DOCUMENT PASSAGE:
Tariff effect now showing in data: India's US exports dip sharply, analysis lists risks
Talks for a trade deal are continuing between India and the US — President Donald Trump and PM Narendra Modi's bonhomie is also regularly on display — but real-world impact of the massive US tariffs at 50% continues to show at the same time.
India's exports to the American market fell for the fourth consecutive month, across sectors, seeing a 37.5% dip in the May-September 2025 period, according to an analysis by India-based trade think tank Global Trade Research Initiative (GTRI).
After a 10% rate was imposed at the beginning of the fiscal year, the tariffs hit a high in August: recahing 25% at the beginning, and then another 25%, as “penalty” for buying Russian oil despite its war with Ukraine, by the last week of that month.
The GTRI analysis compared export performance between May and September to assess the immediate fallout of the tariffs imposed from April 2 onwards.
In absolute numbers, the plunge between May and September 2025 was from $8.8 billion to $5.5 billion. This is one of the sharpest short-term collapses in years, GTRI said in its note on Sunday, as reported by news agency ANI.
Labour-intensive sectors such as textiles, gems and jewellery, chemicals, agriculture products and foods, and machinery account for nearly 60% of India's US exports. These suffered a 33% decline, from $4.8 billion in May to $3.2 billion in September, GTRI found in its analysis.
For various reasons, tariff-free products that account for nearly one-third of India's total shipments saw the steepest contraction — falling 47 per cent from $3.4 billion in May to $1.8 billion in September, the analysis further found. "Smartphones and pharmaceuticals were the biggest casualties," it said.

THE TASK: Reproduce the section of the article on India's US exports that begins at the words "Tariff effect now" and ends after the words "Research Initiative (GTRI).".

GIVEN RECORDS:
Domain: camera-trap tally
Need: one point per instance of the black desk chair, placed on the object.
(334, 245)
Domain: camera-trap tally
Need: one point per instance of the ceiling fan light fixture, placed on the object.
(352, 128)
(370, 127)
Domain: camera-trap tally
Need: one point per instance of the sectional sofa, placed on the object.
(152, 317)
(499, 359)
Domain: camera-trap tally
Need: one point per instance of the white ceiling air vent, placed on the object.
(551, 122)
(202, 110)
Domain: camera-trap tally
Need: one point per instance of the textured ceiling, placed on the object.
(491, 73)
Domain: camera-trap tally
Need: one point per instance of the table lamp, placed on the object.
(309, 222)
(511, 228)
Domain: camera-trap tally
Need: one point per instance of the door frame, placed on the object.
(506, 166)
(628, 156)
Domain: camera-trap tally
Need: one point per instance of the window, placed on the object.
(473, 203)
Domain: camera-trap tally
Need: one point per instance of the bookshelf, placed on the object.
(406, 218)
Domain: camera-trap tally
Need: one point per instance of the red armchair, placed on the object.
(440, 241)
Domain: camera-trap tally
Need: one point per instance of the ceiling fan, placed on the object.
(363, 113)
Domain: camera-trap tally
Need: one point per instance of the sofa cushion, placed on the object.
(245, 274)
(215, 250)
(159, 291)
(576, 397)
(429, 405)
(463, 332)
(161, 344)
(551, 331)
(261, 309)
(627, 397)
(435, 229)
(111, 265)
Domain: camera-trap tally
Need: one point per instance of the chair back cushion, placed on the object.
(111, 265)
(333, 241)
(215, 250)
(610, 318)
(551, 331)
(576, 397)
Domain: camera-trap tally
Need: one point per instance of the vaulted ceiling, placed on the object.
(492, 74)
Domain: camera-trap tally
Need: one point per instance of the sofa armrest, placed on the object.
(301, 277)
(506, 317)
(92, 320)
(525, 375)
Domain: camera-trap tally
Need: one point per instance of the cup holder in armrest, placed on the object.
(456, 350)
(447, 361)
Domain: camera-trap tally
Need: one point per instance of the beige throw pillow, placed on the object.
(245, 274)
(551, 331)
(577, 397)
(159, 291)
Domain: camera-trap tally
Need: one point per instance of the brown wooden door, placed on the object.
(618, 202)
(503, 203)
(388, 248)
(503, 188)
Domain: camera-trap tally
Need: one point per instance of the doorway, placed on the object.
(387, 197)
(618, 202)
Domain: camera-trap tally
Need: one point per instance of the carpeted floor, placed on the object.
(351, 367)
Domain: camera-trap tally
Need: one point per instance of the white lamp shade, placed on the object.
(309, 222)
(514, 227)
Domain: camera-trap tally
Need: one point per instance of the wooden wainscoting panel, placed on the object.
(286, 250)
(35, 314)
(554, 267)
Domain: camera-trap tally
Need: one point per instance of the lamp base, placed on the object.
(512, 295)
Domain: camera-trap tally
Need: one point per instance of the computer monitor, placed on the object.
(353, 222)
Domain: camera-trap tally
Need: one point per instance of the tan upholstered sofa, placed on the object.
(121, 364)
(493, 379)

SOLUTION:
Tariff effect now showing in data: India's US exports dip sharply, analysis lists risks
Talks for a trade deal are continuing between India and the US — President Donald Trump and PM Narendra Modi's bonhomie is also regularly on display — but real-world impact of the massive US tariffs at 50% continues to show at the same time.
India's exports to the American market fell for the fourth consecutive month, across sectors, seeing a 37.5% dip in the May-September 2025 period, according to an analysis by India-based trade think tank Global Trade Research Initiative (GTRI).